Repeat exactly the lines below, from the line containing "Could you identify the billowing" through the last line, both included. Leave out any pictures.
BEGIN Data extract
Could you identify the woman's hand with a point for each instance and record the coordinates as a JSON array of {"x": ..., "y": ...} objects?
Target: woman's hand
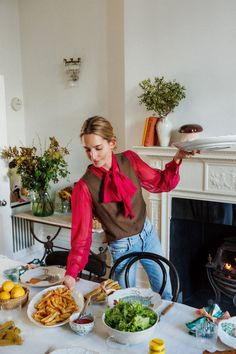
[
  {"x": 181, "y": 154},
  {"x": 69, "y": 281}
]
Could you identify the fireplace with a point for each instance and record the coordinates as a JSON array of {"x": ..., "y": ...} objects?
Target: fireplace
[
  {"x": 199, "y": 231},
  {"x": 221, "y": 271},
  {"x": 208, "y": 177}
]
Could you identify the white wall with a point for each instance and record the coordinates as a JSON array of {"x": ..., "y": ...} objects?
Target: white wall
[
  {"x": 10, "y": 68},
  {"x": 192, "y": 42},
  {"x": 50, "y": 31}
]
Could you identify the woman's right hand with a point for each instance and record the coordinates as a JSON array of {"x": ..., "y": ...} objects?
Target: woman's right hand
[{"x": 69, "y": 281}]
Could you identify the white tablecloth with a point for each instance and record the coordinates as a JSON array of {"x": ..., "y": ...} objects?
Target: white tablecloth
[{"x": 171, "y": 329}]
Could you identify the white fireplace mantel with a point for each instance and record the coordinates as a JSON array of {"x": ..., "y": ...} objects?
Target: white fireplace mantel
[{"x": 210, "y": 175}]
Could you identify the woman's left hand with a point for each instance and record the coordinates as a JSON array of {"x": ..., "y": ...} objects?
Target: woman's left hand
[{"x": 181, "y": 154}]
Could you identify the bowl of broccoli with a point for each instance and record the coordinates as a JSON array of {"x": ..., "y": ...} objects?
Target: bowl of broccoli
[{"x": 130, "y": 322}]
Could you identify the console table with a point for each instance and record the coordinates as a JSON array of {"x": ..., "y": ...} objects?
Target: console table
[{"x": 57, "y": 219}]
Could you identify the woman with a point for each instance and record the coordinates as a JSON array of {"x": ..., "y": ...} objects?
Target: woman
[{"x": 111, "y": 189}]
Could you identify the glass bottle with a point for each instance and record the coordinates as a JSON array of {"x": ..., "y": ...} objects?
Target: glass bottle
[
  {"x": 156, "y": 345},
  {"x": 42, "y": 204}
]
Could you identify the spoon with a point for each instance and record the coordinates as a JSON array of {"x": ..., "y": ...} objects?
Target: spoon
[{"x": 83, "y": 311}]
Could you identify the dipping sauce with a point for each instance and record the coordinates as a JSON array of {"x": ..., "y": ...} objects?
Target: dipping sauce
[{"x": 83, "y": 320}]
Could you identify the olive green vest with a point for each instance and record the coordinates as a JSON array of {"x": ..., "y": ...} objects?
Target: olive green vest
[{"x": 111, "y": 215}]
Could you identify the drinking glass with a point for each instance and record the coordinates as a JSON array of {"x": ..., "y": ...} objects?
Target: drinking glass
[{"x": 206, "y": 334}]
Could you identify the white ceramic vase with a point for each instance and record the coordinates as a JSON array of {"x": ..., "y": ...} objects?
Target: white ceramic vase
[{"x": 164, "y": 127}]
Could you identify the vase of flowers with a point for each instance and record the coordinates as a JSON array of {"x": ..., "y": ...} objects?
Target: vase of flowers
[
  {"x": 161, "y": 97},
  {"x": 42, "y": 203},
  {"x": 38, "y": 170},
  {"x": 65, "y": 199}
]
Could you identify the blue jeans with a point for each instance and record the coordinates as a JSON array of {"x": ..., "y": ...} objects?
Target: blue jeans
[{"x": 146, "y": 241}]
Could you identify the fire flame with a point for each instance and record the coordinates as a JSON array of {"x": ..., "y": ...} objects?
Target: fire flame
[{"x": 227, "y": 266}]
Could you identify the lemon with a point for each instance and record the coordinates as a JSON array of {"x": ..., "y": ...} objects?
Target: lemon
[
  {"x": 17, "y": 291},
  {"x": 5, "y": 295},
  {"x": 7, "y": 285}
]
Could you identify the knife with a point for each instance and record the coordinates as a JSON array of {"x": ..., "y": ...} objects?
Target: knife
[{"x": 166, "y": 309}]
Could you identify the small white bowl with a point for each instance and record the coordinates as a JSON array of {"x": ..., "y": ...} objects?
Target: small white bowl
[
  {"x": 81, "y": 328},
  {"x": 130, "y": 337}
]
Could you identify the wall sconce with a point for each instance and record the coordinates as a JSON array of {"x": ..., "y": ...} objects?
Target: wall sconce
[{"x": 72, "y": 68}]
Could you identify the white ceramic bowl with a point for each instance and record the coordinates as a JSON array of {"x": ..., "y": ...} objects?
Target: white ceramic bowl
[
  {"x": 81, "y": 328},
  {"x": 130, "y": 337},
  {"x": 78, "y": 297}
]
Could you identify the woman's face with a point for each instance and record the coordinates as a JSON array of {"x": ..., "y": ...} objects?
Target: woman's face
[{"x": 98, "y": 150}]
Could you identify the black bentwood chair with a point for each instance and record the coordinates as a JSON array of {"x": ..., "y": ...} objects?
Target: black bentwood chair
[{"x": 160, "y": 260}]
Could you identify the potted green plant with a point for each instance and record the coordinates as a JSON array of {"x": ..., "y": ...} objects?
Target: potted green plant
[{"x": 161, "y": 97}]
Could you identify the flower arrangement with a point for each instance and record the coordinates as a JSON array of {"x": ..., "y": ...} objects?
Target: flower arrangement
[
  {"x": 65, "y": 194},
  {"x": 38, "y": 170},
  {"x": 161, "y": 96},
  {"x": 65, "y": 199}
]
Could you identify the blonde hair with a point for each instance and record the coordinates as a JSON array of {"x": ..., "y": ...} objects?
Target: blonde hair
[{"x": 99, "y": 126}]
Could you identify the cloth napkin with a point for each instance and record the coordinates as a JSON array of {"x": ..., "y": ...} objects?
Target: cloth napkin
[{"x": 212, "y": 313}]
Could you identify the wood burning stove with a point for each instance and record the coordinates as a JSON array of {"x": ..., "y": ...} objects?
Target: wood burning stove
[{"x": 221, "y": 271}]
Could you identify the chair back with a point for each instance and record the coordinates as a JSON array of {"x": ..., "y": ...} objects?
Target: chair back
[{"x": 160, "y": 260}]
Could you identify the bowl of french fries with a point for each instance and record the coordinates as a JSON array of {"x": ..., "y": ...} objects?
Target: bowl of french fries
[{"x": 52, "y": 307}]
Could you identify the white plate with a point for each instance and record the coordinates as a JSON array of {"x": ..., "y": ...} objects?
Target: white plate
[
  {"x": 146, "y": 296},
  {"x": 78, "y": 297},
  {"x": 73, "y": 350},
  {"x": 220, "y": 142},
  {"x": 224, "y": 332},
  {"x": 39, "y": 272}
]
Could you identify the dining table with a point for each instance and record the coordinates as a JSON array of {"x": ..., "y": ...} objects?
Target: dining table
[{"x": 37, "y": 340}]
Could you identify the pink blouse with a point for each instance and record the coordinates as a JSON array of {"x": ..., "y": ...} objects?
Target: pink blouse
[{"x": 151, "y": 179}]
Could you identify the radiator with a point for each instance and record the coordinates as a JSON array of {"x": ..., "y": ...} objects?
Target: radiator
[{"x": 22, "y": 237}]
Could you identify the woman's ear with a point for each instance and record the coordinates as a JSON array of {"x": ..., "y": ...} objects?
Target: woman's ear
[{"x": 113, "y": 143}]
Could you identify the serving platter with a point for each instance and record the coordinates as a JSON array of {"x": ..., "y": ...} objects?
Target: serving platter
[
  {"x": 78, "y": 297},
  {"x": 210, "y": 143},
  {"x": 73, "y": 350},
  {"x": 54, "y": 274},
  {"x": 146, "y": 296}
]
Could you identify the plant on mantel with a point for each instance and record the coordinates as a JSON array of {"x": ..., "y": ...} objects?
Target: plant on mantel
[{"x": 161, "y": 97}]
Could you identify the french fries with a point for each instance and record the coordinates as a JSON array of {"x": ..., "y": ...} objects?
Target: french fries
[{"x": 55, "y": 306}]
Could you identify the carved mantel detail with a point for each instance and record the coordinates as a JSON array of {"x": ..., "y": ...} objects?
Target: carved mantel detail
[{"x": 221, "y": 178}]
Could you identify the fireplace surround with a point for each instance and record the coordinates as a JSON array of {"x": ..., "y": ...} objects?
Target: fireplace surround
[{"x": 209, "y": 176}]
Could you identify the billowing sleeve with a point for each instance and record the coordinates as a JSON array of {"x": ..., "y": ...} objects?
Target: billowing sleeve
[
  {"x": 152, "y": 179},
  {"x": 81, "y": 232}
]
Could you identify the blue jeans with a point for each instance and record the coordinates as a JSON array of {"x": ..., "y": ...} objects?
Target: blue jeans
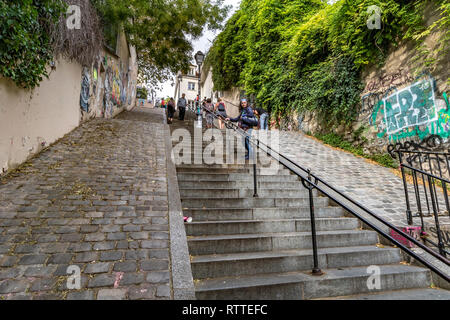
[
  {"x": 263, "y": 122},
  {"x": 248, "y": 146}
]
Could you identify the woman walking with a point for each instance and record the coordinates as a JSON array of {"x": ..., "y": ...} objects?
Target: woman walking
END Data extract
▶ [Right answer]
Could you identify the billowing sleeve with a point for each instance and record the coordinates as a JSON array of {"x": ..., "y": ...} objects?
Target: billowing sleeve
[
  {"x": 152, "y": 179},
  {"x": 81, "y": 232}
]
Could you identify the blue jeans with a point for each instance and record the coordinates as a JSON array of {"x": ..., "y": ...} objects?
Target: blue jeans
[
  {"x": 263, "y": 122},
  {"x": 248, "y": 146}
]
Could you identify the woman walking with a point for each instance and record the coordinates as a JSON array of {"x": ..., "y": ...} objects?
Target: woman walking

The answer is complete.